### Detalhes do exercício
Por favor, atualize o trecho sobre a criança e o brincar, começando pelas palavras "Brincando é que" e parando após "ou quaisquer outros.". Nessa parte, troque "peteca" por "bola".

### Trecho para leitura
§ §

A máscara identifica como atuamos nos palcos do espetáculo da vida e do mundo; é algo singular, único, e assim apareceremos como docentes também únicos, singulares. Cada gesto, cada palavra tanto na vida como na escola importa e a escola é interpretada como o espaço cênico do docente.
A criança e o brincar
As crianças, em seus processos de constituição como sujeitos, seres humanos especiais, únicos, em diferentes contextos sociais e culturais, com suas potencialidades, capacidades intelectuais, criativas, estéticas, expressivas e emocionais, têm motivado várias reflexões em torno do brincar.
Brincando é que a criança busca as informações desejadas, estabelece conexões, organiza suas ideias, faz verificações, experimenta sensações e é motivada pela necessidade interior, realizada pela própria atividade. Portanto, é muito importante que o adulto e docente valorize e propicie condições para as brincadeiras entre as crianças.
Brougère (2004) destaca as mudanças históricas que acompanham as práticas de jogar e brincar das crianças. Assim, em cada época e em cada lugar diferenciam-se os objetos e os usos que deles são feitos, tendo a indústria cultural papel importante nas escolhas e nas ações que envolvem jogos, brinquedos e brincadeiras.
Todo e qualquer brinquedo ou material pode ser utilizado, desde que proporcione à criança oportunidades reais de trabalho físico ou mental – um caixote, uma caixa, lápis de cor, uma coleção de objetos, uma corda, uma peteca ou quaisquer outros.

§ §

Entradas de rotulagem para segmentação
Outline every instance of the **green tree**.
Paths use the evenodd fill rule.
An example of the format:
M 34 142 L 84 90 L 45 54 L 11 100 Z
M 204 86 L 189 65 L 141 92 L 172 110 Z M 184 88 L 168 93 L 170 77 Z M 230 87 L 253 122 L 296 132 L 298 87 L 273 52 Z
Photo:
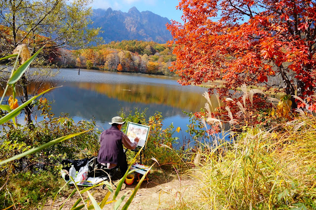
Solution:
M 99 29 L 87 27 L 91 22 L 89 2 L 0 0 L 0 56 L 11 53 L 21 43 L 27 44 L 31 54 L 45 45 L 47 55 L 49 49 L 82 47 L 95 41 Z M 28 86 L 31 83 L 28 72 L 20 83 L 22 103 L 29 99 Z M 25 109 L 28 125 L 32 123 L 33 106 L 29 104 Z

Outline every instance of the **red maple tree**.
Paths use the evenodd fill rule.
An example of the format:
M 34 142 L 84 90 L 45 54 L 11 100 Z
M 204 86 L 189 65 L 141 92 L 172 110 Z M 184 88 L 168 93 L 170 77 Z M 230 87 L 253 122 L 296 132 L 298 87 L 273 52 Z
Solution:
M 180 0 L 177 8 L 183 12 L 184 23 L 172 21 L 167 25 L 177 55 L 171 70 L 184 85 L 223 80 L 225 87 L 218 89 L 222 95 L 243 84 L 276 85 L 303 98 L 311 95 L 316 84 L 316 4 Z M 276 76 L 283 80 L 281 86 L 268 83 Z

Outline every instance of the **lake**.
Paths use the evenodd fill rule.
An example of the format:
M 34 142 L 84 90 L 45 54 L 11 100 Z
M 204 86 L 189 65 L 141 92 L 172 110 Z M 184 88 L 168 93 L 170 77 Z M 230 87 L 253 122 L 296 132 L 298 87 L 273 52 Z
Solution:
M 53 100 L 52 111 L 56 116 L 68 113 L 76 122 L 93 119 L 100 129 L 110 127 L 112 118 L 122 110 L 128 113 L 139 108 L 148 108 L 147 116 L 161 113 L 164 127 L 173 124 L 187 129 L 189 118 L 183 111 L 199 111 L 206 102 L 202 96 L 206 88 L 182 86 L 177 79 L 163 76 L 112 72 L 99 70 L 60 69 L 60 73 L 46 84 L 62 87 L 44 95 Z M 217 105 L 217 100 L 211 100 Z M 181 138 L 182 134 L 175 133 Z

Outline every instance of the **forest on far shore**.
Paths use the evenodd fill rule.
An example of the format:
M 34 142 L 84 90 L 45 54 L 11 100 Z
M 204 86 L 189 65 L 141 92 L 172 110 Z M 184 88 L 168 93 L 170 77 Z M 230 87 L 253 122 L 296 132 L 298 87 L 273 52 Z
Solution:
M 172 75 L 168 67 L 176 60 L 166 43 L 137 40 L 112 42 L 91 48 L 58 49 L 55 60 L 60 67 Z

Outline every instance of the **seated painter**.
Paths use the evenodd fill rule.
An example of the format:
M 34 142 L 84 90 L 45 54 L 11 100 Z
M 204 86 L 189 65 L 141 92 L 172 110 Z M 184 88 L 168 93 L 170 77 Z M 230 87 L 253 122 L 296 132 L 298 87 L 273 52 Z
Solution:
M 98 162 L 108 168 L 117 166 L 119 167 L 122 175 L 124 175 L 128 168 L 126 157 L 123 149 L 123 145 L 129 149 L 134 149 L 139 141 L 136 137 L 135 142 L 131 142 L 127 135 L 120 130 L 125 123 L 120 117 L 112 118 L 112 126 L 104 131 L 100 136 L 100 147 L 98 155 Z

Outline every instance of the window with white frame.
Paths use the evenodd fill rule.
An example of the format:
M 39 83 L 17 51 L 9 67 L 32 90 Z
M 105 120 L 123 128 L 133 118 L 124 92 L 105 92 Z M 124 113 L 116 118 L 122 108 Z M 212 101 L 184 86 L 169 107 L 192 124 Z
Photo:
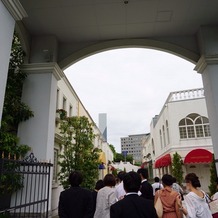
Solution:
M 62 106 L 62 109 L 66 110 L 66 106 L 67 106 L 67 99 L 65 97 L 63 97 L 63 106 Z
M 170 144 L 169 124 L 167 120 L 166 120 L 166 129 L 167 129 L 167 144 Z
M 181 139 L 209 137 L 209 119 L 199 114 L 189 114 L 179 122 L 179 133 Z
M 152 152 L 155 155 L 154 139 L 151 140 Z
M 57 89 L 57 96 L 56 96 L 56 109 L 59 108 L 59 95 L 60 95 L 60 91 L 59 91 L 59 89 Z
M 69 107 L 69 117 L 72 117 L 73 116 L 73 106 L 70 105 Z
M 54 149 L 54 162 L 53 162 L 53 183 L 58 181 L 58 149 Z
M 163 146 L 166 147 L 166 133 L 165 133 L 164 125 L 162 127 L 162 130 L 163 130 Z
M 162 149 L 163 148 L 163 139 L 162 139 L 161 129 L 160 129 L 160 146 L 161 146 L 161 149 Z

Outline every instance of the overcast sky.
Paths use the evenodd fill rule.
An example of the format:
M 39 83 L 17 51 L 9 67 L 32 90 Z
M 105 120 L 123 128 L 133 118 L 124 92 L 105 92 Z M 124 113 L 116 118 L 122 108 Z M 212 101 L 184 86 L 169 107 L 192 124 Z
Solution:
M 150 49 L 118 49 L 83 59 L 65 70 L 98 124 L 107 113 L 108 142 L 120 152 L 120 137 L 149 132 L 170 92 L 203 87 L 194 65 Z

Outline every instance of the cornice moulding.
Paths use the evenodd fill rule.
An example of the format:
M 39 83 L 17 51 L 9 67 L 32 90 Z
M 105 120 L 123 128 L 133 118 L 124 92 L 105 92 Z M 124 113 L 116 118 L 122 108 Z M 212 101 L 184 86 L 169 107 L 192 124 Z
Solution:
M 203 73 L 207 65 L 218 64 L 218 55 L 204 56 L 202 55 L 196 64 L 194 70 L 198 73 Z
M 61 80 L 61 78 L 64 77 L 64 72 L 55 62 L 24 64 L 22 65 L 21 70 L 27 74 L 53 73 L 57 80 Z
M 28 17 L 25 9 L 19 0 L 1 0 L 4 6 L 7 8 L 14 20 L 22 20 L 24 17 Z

§ §

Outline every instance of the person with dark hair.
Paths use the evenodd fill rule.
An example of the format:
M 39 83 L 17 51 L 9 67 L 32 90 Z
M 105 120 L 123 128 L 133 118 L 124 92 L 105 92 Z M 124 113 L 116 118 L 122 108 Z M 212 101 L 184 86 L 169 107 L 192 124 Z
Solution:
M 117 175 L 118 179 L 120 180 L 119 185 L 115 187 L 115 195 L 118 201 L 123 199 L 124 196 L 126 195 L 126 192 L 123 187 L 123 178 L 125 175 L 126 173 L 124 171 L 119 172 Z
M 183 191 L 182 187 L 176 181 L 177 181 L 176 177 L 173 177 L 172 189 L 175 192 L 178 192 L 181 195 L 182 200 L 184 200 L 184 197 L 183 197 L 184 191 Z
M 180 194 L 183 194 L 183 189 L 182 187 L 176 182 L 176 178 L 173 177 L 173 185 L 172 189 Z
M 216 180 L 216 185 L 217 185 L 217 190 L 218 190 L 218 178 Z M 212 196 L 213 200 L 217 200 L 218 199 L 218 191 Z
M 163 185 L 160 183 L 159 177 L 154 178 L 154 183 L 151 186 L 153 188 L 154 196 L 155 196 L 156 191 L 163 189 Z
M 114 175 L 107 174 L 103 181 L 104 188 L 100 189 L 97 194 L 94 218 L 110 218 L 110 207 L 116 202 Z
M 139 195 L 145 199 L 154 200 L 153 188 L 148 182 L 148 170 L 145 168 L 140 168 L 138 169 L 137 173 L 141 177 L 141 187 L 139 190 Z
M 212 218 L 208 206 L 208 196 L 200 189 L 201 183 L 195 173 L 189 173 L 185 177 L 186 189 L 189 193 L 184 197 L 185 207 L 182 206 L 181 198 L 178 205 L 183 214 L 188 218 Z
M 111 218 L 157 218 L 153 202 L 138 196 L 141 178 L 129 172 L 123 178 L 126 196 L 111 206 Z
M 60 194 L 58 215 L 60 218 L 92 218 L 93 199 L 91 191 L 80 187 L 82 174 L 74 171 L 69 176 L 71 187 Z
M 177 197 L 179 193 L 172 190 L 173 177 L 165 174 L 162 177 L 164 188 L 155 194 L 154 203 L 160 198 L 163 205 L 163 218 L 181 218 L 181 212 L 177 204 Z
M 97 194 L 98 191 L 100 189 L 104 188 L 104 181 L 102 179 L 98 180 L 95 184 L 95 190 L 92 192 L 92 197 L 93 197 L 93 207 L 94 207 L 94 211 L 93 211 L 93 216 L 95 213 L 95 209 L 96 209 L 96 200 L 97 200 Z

§ §

### Resultado do exercício
Brincando é que a criança busca as informações desejadas, estabelece conexões, organiza suas ideias, faz verificações, experimenta sensações e é motivada pela necessidade interior, realizada pela própria atividade. Portanto, é muito importante que o adulto e docente valorize e propicie condições para as brincadeiras entre as crianças.
Brougère (2004) destaca as mudanças históricas que acompanham as práticas de jogar e brincar das crianças. Assim, em cada época e em cada lugar diferenciam-se os objetos e os usos que deles são feitos, tendo a indústria cultural papel importante nas escolhas e nas ações que envolvem jogos, brinquedos e brincadeiras.
Todo e qualquer brinquedo ou material pode ser utilizado, desde que proporcione à criança oportunidades reais de trabalho físico ou mental – um caixote, uma caixa, lápis de cor, uma coleção de objetos, uma corda, uma bola ou quaisquer outros.